→ **Given data**:
((

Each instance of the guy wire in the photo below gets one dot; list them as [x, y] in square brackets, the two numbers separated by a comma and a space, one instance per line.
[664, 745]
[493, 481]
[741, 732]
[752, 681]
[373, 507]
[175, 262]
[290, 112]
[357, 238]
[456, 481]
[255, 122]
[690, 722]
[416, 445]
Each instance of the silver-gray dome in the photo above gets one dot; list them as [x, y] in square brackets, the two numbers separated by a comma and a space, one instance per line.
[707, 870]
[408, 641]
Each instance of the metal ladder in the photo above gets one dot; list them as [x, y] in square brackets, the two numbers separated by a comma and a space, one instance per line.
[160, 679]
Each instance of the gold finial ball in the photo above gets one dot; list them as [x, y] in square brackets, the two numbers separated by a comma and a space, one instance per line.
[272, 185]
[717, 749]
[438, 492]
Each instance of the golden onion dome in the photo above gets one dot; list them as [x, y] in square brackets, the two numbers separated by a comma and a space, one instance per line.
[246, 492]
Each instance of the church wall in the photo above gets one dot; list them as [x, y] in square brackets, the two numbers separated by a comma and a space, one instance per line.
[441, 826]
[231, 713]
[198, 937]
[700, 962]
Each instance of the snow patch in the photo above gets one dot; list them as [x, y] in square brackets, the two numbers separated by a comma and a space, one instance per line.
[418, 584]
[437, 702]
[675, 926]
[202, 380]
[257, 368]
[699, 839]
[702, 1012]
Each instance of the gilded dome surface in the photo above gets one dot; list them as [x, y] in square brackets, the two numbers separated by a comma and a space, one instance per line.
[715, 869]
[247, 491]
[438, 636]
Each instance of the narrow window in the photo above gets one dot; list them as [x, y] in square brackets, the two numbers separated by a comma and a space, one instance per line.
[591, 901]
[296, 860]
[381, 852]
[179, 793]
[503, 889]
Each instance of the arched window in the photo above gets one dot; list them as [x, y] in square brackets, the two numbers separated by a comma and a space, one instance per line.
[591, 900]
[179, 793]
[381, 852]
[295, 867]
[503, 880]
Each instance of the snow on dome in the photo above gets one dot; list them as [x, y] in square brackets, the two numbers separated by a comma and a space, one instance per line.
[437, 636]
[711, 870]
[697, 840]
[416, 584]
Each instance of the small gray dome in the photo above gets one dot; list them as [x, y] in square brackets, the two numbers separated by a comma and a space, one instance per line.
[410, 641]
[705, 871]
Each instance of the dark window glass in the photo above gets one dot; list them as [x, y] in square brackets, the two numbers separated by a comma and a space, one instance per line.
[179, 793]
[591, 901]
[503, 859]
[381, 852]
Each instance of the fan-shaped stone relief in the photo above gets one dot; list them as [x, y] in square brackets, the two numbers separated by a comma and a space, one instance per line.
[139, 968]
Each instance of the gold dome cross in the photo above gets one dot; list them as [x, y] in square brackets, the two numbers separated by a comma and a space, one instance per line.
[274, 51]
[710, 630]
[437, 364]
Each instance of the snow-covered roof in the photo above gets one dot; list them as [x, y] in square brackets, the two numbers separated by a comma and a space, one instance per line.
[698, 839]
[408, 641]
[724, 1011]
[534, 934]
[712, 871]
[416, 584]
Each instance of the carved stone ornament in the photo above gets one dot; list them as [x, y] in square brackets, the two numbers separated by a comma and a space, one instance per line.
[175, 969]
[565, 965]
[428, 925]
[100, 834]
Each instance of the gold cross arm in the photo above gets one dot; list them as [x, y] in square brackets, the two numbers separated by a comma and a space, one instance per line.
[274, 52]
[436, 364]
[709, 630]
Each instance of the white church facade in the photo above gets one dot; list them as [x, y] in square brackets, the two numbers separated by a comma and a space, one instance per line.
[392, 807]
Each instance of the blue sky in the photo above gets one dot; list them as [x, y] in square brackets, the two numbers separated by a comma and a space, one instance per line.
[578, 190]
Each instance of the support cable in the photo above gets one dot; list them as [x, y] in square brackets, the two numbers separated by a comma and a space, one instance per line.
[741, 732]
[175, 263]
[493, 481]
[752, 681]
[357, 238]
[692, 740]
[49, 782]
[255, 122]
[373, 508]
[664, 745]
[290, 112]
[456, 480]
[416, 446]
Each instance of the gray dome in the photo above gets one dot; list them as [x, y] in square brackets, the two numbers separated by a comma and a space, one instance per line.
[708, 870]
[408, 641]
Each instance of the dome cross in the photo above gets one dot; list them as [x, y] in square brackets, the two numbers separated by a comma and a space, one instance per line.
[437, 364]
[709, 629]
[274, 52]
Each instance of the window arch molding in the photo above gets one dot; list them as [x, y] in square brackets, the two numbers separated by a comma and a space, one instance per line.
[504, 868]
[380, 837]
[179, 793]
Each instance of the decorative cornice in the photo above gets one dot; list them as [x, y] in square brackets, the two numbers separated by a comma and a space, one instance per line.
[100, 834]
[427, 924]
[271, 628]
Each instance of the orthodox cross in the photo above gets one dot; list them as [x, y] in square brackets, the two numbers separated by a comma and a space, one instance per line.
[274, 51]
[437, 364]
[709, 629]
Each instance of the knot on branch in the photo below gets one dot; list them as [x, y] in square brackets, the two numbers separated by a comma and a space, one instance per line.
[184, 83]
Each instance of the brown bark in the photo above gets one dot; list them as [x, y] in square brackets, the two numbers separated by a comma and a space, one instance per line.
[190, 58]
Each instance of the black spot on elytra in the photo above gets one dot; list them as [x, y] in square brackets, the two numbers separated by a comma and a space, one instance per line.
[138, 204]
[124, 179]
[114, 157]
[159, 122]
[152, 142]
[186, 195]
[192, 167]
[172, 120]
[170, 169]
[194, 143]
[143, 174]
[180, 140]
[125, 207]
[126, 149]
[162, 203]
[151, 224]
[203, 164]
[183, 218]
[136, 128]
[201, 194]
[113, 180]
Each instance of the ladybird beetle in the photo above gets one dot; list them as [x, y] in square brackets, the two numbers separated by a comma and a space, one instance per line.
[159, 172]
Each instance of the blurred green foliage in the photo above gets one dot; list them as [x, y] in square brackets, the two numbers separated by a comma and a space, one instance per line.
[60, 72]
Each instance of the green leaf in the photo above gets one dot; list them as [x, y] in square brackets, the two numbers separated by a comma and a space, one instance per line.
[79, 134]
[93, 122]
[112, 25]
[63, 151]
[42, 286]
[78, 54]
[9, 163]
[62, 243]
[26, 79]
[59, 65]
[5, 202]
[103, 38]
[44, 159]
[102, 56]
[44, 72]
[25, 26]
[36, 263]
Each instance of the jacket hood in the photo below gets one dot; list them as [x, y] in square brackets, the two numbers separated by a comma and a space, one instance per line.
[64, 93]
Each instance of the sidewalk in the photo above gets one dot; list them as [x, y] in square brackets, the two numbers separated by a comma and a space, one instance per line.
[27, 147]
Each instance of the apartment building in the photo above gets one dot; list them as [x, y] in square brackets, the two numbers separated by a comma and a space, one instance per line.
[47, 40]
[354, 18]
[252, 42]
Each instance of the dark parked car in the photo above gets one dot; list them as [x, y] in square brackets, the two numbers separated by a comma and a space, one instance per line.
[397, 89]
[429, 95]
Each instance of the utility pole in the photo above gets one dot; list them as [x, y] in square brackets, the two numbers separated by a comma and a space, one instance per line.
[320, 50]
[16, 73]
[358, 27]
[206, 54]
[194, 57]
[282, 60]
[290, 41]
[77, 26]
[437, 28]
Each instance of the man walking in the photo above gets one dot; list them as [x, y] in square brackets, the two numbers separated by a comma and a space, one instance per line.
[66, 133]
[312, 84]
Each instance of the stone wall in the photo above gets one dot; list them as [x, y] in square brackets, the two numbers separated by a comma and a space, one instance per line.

))

Reproduce every entry shown above, precisely as it stands.

Each instance of the guy wire in the photo below gets one dot; list them as [x, y] in square brackets, the two numbers separated by a comma and a space, one instance per line.
[664, 745]
[493, 481]
[741, 732]
[752, 681]
[373, 507]
[175, 262]
[290, 112]
[357, 238]
[456, 481]
[255, 122]
[690, 722]
[416, 445]
Each instance of the silver-gray dome in the photo above gets one dot; list them as [x, y] in square brackets, the two numbers separated by a comma and a space, one instance per line.
[707, 870]
[408, 641]
Each instance of the metal ladder in the photo above gets one dot; list them as [x, y] in square brackets, the two numbers separated by a comma and a space, one instance per line.
[160, 679]
Each instance of the gold finial ball in the photo above gets one dot; list them as [x, y] in square brackets, the two numbers separated by a comma and a space, one instance per line.
[272, 185]
[717, 749]
[438, 492]
Each instance of the golden onion dome in the photo above gets one dot; list them as [x, y] in square brackets, the two numbers separated by a comma and a space, one instance per line.
[246, 492]
Each instance of the church wall in the photo above gets one dot; list them as [x, y] in square brackets, the two numbers separated by a comma and a space, one instance per line.
[441, 826]
[231, 713]
[198, 937]
[700, 962]
Each instance of the snow patch in the photo above gets one dot; list them as [x, y] in square brackets, the two numbers separated by a comma and a space, one instance per line.
[418, 584]
[437, 702]
[675, 926]
[202, 380]
[257, 368]
[699, 839]
[702, 1012]
Each instance of the gilded dome surface in the photo above gets one dot; list them as [x, y] in square brackets, the two numbers separated by a comma and a space, one instance per line.
[715, 869]
[247, 491]
[438, 636]
Each instance of the narrow window in the photo above gets one dot; list them as [x, y] in square brackets, the two numbers separated by a comma and a space, one instance per line.
[591, 901]
[296, 860]
[381, 852]
[179, 793]
[503, 889]
Each instance of the arched window in the photo above gets one dot; list them as [x, y] in square brackets, the two numbers separated by a comma and a space, one instance per line.
[591, 900]
[179, 793]
[381, 852]
[295, 867]
[503, 880]
Each instance of the snow on dome in the photo above gets one dot; list them as [x, y] in square brackets, the two numbers separated by a comma and a space, one instance per line.
[437, 636]
[711, 870]
[697, 840]
[416, 584]
Each instance of the small gray dome in the photo above gets one dot; list them as [x, y] in square brackets, the two numbers separated by a comma and a space, one instance per line.
[410, 641]
[705, 871]
Each instance of the dark window glass in the photo above gets one dot; list them as [x, y] in square brackets, the two numbers separated by a comma and a space, one instance per line.
[179, 793]
[591, 901]
[503, 859]
[381, 852]
Each instance of the fan-shaped stone relief in the photo above gets one dot; list them as [x, y] in square brackets, the two numbers separated by a comma and a space, one instance per line.
[139, 968]
Each instance of the gold dome cross in the photo above gets one dot; list them as [x, y] in square brackets, the two numbers separated by a comma and a space, one instance per line.
[274, 51]
[710, 630]
[437, 364]
Each instance of the snow-covered roof in the photo above gets one dot; list them as [x, y] in square brackets, the two numbers separated by a comma and a space, one instance per line.
[698, 839]
[408, 641]
[724, 1011]
[534, 934]
[712, 871]
[416, 584]
Each instance of the carved stone ornament in the photo above gets one dot; list them as [x, y] in square brackets, the two numbers separated by a comma and a space, one instance per line.
[175, 969]
[565, 965]
[428, 925]
[100, 834]
Each instance of the gold cross arm in the photo above gets one dot; list them as [x, y] in square brackets, the two numbers separated by a comma and a space, one instance per line.
[274, 52]
[436, 364]
[709, 630]
Each instance of the white church facade in the photo above gets one dot; list them as [x, y] in square brackets, the two numbers separated by a comma and a space, one instance per line.
[392, 807]
Each instance of the blue sky in the photo above gets one dot; list them as [x, y] in square brackets, the two numbers separated by a comma and a space, one instance per line.
[578, 190]
Each instance of the support cable in the photo above gets one dot; list them as [x, y] in square brackets, the two numbers separated by a comma and a space, one instance per line.
[741, 732]
[175, 263]
[493, 481]
[752, 681]
[357, 238]
[692, 740]
[49, 782]
[255, 122]
[373, 508]
[664, 745]
[290, 112]
[456, 480]
[416, 446]
Each instance of the gray dome in the photo above gets one dot; list them as [x, y] in square brackets, the two numbers separated by a comma and a space, one instance per line.
[708, 870]
[408, 641]
Each instance of the dome cross in the photo above gets one dot; list them as [x, y] in square brackets, the two numbers separated by a comma and a space, one instance per line.
[437, 364]
[709, 629]
[274, 52]
Each instance of the window arch molding in the photo above gets one dot; list them as [x, y] in square brackets, the two numbers separated by a comma and a space, one instance per line.
[504, 868]
[380, 837]
[179, 793]
Each instance of the decorative cornice in the photo above gets one dot; list them as [x, y] in square brackets, the two numbers separated by a comma and a space, one instance per line.
[100, 834]
[427, 924]
[271, 628]
Each instance of the orthodox cross in the photo above gets one dot; list them as [x, y] in square brackets, the two numbers separated by a comma and a space, one instance per line.
[274, 51]
[437, 364]
[709, 629]
Each instance of the knot on branch in the photo below gets one dot; list them as [x, y] in square brackets, the two numbers separated by a comma and a space, one instance per line.
[184, 83]
Each instance of the brown bark in the photo above gets one dot; list them as [x, y] in square brackets, the two numbers separated by a comma and a space, one instance per line.
[190, 58]
Each instance of the black spot on elytra in the photo above gets one dot; list them as [x, y] in square brackets, the two numbers separated by a comma and a space, one instance per line.
[138, 204]
[124, 179]
[114, 157]
[159, 122]
[152, 142]
[186, 195]
[192, 167]
[172, 120]
[170, 169]
[194, 143]
[143, 174]
[180, 140]
[125, 207]
[126, 149]
[162, 203]
[151, 224]
[203, 164]
[183, 218]
[136, 128]
[201, 194]
[113, 180]
Each instance of the ladybird beetle in the photo above gets one dot; list them as [x, y] in square brackets, the two numbers separated by a comma and a space, one instance per line.
[159, 172]
Each instance of the blurred green foliage in the photo above gets one dot; list them as [x, y] in square brackets, the two numbers separated by a comma and a space, one instance per line.
[60, 72]
Each instance of the green leaf in the photo above gets one dot; list them as [x, y] in square brackets, the two numbers separated by a comma and a space, one instance per line.
[79, 134]
[93, 122]
[112, 25]
[63, 151]
[42, 286]
[78, 54]
[9, 163]
[62, 243]
[26, 79]
[59, 65]
[5, 202]
[103, 38]
[44, 159]
[102, 56]
[44, 72]
[25, 26]
[36, 263]
Each instance of the jacket hood in the photo below gets one dot; list them as [x, y] in square brackets, the two numbers separated by a comma and a space, one instance per line.
[64, 93]
Each instance of the sidewalk in the photo above gets one dot; list them as [x, y] in square brackets, the two numbers separated by a comma and a space, one instance per line.
[27, 147]
Each instance of the apartment building in the photo above gets one dot; list them as [x, y] in square brackets, the two numbers separated by a comma and a space, one instance per line.
[47, 40]
[354, 18]
[252, 42]
Each instance of the dark parked car in the photo above gets one dot; list them as [x, y] in square brackets, the two numbers separated by a comma and a space, one instance per line.
[397, 89]
[429, 95]
Each instance of the utility pole in the photo above gets one dot; list them as [x, y] in square brackets, the two numbers separated by a comma and a space, one instance per line.
[320, 50]
[16, 73]
[358, 27]
[206, 54]
[194, 57]
[282, 60]
[290, 41]
[77, 26]
[437, 28]
Each instance of the man walking in the photo above gets one dot; list them as [x, y] in square brackets, the two numbers separated by a comma and a space, one instance per line.
[66, 133]
[312, 84]
Each instance of the stone wall in the photo above gets one dot; list them as [x, y] in square brackets, the two numbers separated by a comma and a space, one instance per line.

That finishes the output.